PROVIDED MATERIAL:

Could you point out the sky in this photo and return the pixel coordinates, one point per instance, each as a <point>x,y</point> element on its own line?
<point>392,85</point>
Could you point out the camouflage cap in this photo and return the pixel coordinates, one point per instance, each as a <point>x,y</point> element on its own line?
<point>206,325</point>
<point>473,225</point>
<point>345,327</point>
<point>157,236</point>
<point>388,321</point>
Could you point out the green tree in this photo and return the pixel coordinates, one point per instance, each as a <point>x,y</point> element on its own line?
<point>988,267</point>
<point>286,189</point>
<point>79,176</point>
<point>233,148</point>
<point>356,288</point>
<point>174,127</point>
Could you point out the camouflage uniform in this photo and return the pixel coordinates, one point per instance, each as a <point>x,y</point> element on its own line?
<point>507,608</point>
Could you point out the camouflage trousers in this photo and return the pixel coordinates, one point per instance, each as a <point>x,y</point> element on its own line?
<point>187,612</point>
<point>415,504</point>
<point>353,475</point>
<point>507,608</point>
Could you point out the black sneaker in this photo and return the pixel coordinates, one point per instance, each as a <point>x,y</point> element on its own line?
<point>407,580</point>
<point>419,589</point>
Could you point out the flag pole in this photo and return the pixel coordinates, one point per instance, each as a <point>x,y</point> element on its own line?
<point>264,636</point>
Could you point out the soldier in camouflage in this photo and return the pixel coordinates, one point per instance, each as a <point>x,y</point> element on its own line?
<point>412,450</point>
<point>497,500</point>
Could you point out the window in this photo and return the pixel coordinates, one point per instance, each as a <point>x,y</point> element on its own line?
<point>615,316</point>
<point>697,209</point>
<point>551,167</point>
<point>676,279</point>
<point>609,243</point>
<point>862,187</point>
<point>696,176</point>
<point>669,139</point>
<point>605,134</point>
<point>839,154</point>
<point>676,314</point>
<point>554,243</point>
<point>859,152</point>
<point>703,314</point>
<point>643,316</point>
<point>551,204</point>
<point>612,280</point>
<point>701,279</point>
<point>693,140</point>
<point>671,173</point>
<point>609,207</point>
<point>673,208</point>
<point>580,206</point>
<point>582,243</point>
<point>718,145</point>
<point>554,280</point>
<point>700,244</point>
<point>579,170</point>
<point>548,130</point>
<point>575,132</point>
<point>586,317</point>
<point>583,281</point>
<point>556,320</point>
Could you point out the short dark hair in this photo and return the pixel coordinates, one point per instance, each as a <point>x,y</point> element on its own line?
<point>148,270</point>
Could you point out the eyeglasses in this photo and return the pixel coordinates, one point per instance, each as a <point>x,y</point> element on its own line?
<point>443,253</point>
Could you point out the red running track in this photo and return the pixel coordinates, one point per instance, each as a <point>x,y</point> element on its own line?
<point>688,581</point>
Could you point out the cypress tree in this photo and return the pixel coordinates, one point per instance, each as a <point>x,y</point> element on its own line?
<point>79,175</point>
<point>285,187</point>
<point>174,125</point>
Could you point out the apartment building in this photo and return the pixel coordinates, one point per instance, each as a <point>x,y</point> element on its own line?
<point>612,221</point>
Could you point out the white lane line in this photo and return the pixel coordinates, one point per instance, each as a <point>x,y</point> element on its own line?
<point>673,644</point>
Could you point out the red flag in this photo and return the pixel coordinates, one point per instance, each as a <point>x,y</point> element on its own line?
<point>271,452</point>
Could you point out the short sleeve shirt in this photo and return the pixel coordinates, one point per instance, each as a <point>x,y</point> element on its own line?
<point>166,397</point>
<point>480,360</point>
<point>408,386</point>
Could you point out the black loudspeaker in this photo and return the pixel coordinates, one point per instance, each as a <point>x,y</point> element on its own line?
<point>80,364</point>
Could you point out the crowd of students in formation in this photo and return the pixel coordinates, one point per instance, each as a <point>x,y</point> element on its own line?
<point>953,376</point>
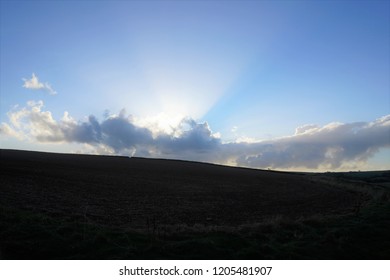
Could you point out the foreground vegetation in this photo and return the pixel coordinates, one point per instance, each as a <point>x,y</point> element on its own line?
<point>56,206</point>
<point>364,235</point>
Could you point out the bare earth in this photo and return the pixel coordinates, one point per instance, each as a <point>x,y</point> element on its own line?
<point>131,193</point>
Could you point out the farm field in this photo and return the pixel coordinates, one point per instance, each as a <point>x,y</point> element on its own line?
<point>62,206</point>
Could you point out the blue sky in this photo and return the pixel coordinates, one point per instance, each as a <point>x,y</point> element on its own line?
<point>229,82</point>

BRIEF:
Reproduce all of the records above word for word. Leave the pictures out of your answer.

TASK RESULT:
Could you point out the sky in this photo and return the pixel coordinates, one point per instance, each as a <point>x,y</point> element on its own line?
<point>392,85</point>
Could you point out the camouflage cap in this photo and return the pixel coordinates, one point per instance, each as a <point>x,y</point> element on its own line?
<point>206,325</point>
<point>473,225</point>
<point>345,327</point>
<point>157,236</point>
<point>388,321</point>
Could you point out the green tree in this photo and return the pixel coordinates, one point per instance, each as a <point>x,y</point> element on its own line?
<point>988,267</point>
<point>286,189</point>
<point>79,176</point>
<point>233,148</point>
<point>356,288</point>
<point>174,127</point>
Could you point out the camouflage uniform in this photo and return the pixel coordinates, one point per instance, each as a <point>x,y</point> element on its own line?
<point>507,608</point>
Could you point out the camouflage trousers in this photo and return the pixel coordinates, one point per instance, each as a <point>x,y</point> element on its own line?
<point>187,612</point>
<point>415,504</point>
<point>353,475</point>
<point>507,608</point>
Could you point out the black sneaker in this photo and return the pixel coordinates, one point per instance, each as a <point>x,y</point> element on its own line?
<point>407,580</point>
<point>419,589</point>
Could you point out the flag pole in this photo and return the pixel coordinates, one point per instance, each as a <point>x,y</point> element on its own line?
<point>264,636</point>
Could you point out the soldier in camouflage in this photo and return the pixel coordinates, one point per instance, each as a <point>x,y</point> element on its own line?
<point>412,450</point>
<point>497,500</point>
Could you point out the window in this photo and return the pixel coordinates, one point per instance, each as a <point>x,y</point> element on its own line?
<point>615,316</point>
<point>697,209</point>
<point>551,167</point>
<point>676,279</point>
<point>609,243</point>
<point>862,187</point>
<point>696,176</point>
<point>669,139</point>
<point>605,134</point>
<point>839,154</point>
<point>676,314</point>
<point>554,243</point>
<point>859,152</point>
<point>703,314</point>
<point>643,316</point>
<point>551,204</point>
<point>612,280</point>
<point>701,279</point>
<point>693,140</point>
<point>671,173</point>
<point>609,207</point>
<point>673,208</point>
<point>580,206</point>
<point>582,243</point>
<point>718,145</point>
<point>554,280</point>
<point>700,244</point>
<point>579,170</point>
<point>548,130</point>
<point>575,132</point>
<point>586,317</point>
<point>583,281</point>
<point>556,320</point>
Could you point out the short dark hair in this photo and return the pixel coordinates, one point per instance, each as a <point>x,y</point> element on its own line?
<point>148,270</point>
Could you point out the eyeglasses in this photo and return the pixel coordinates, one point per instance, each as a <point>x,y</point> element on its own line?
<point>443,253</point>
Could you point out the red running track in this photo and return the pixel coordinates, one point per instance, each as a <point>x,y</point> element on its own line?
<point>688,581</point>
Could you point out the cypress tree in this photo and return the pixel coordinates, one point per instance, each as a <point>x,y</point> element on its own line?
<point>79,175</point>
<point>285,187</point>
<point>174,125</point>
Could you point out the apartment building in this photo and return the pixel coordinates, one point per instance, each as a <point>x,y</point> element on its own line?
<point>612,221</point>
Could you point out the white lane line in this photo and return the pixel coordinates, one point per instance, each as a <point>x,y</point> element on its own line?
<point>673,644</point>
Could you point out the red flag in this photo and return the pixel coordinates, one point per instance, each as a <point>x,y</point> element on its own line?
<point>271,452</point>
Could you point out the short sleeve shirt in this photo and return the pixel coordinates, one point per instance, each as a <point>x,y</point> element on its own line?
<point>166,397</point>
<point>480,360</point>
<point>408,386</point>
Could you point out the black loudspeaker in this photo and return the pixel coordinates, one point per instance, each as a <point>x,y</point> element on its own line?
<point>80,364</point>
Could you point out the crowd of students in formation in this photo and return the pixel coordinates, one point per instance, each as a <point>x,y</point> element on its own line?
<point>953,376</point>
Could you point out the foreground vegetation in this photo and return the pixel coordinates, one point per instance, each as a <point>x,y</point> element on its own line?
<point>56,206</point>
<point>364,235</point>
Could you point out the bare earth in this photo and return the pixel coordinates, one point per instance, each as a <point>x,y</point> element on its own line?
<point>131,193</point>
Could you point out the farm field in this photo and return the pixel coordinates, one point per instance, each as a <point>x,y</point> element on its own line?
<point>62,206</point>
Could you point out the blue sky in this photo and return the pixel coordinates, one point per instance, each as a <point>x,y</point> element on its own line?
<point>229,82</point>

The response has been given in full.